[Bounding-box records]

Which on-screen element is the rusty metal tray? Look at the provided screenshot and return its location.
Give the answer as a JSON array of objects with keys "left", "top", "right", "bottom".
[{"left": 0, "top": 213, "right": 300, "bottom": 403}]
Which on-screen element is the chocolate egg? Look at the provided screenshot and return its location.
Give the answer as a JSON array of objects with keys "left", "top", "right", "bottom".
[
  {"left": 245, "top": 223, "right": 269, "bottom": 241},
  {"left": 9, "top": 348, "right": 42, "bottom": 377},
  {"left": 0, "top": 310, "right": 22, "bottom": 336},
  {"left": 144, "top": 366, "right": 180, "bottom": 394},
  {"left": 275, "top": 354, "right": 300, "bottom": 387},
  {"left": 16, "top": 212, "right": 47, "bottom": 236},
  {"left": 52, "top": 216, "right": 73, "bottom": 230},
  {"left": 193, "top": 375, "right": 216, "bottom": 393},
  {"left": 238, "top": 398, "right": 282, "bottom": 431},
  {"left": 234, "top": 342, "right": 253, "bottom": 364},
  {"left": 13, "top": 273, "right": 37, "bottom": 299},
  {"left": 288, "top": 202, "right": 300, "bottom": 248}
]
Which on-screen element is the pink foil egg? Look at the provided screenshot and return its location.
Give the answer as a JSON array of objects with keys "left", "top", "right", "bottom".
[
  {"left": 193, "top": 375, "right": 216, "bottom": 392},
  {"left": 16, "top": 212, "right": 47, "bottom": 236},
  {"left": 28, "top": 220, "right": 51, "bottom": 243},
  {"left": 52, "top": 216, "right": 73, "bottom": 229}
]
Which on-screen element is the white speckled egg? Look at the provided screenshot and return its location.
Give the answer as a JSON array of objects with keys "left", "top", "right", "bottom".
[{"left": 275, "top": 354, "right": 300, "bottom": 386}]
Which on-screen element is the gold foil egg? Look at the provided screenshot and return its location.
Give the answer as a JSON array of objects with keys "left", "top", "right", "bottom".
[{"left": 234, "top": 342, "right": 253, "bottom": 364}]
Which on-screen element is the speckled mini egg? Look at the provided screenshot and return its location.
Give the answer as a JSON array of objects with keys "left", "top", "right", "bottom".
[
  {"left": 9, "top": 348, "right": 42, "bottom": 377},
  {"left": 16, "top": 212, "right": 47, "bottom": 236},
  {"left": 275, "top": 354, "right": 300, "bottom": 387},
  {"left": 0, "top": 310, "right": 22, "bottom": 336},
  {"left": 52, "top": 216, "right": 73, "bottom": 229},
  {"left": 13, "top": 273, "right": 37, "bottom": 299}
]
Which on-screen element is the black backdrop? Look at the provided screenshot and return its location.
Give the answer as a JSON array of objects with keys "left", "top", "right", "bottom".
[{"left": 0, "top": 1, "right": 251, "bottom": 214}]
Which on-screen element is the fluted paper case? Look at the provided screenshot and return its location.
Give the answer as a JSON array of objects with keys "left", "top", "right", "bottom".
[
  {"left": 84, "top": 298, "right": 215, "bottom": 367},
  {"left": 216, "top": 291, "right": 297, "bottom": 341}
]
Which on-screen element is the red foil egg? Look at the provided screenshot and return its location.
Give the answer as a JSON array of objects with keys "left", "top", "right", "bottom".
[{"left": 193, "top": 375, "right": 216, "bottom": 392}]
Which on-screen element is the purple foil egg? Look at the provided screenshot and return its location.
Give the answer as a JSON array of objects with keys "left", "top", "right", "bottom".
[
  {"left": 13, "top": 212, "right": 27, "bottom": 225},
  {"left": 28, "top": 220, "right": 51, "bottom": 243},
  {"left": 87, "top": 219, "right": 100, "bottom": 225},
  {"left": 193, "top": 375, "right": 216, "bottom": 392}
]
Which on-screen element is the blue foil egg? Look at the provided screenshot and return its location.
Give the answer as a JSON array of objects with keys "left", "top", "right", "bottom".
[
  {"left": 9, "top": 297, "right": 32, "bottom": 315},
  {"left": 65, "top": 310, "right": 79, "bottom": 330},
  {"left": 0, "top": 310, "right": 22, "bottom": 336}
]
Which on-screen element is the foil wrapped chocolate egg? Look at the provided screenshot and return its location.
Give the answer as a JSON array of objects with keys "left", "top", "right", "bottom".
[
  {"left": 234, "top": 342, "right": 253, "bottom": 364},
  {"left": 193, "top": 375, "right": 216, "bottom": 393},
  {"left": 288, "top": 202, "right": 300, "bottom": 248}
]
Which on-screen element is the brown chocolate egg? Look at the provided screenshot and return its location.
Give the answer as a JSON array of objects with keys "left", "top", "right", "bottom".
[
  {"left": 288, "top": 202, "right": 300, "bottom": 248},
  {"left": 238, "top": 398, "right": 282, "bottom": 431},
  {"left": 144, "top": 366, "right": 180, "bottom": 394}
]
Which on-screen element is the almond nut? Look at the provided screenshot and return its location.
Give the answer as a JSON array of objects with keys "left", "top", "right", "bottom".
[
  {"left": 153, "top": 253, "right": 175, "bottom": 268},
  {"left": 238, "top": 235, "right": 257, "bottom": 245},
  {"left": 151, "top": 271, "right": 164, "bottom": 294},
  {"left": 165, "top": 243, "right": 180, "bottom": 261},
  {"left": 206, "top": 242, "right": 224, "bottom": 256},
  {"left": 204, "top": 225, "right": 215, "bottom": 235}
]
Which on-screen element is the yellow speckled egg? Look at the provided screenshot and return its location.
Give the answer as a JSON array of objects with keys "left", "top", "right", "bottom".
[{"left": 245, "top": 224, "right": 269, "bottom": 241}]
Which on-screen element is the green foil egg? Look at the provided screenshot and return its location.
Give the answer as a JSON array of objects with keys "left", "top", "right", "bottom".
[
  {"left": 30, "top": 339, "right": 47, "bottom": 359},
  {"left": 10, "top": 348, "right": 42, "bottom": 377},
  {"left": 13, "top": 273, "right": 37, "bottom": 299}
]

**YOUR TASK**
Reproduce everything from the line containing "Which on-screen element is the green" down to the end of the records, requests included, with every coordinate in the answers offset by 91.

**FINAL ANSWER**
Which on-screen element is the green foil egg? Look at the provided screenshot and return its location.
Give the answer as a JSON array of objects with keys "left", "top", "right", "bottom".
[
  {"left": 121, "top": 430, "right": 138, "bottom": 450},
  {"left": 101, "top": 439, "right": 133, "bottom": 468},
  {"left": 104, "top": 364, "right": 128, "bottom": 390}
]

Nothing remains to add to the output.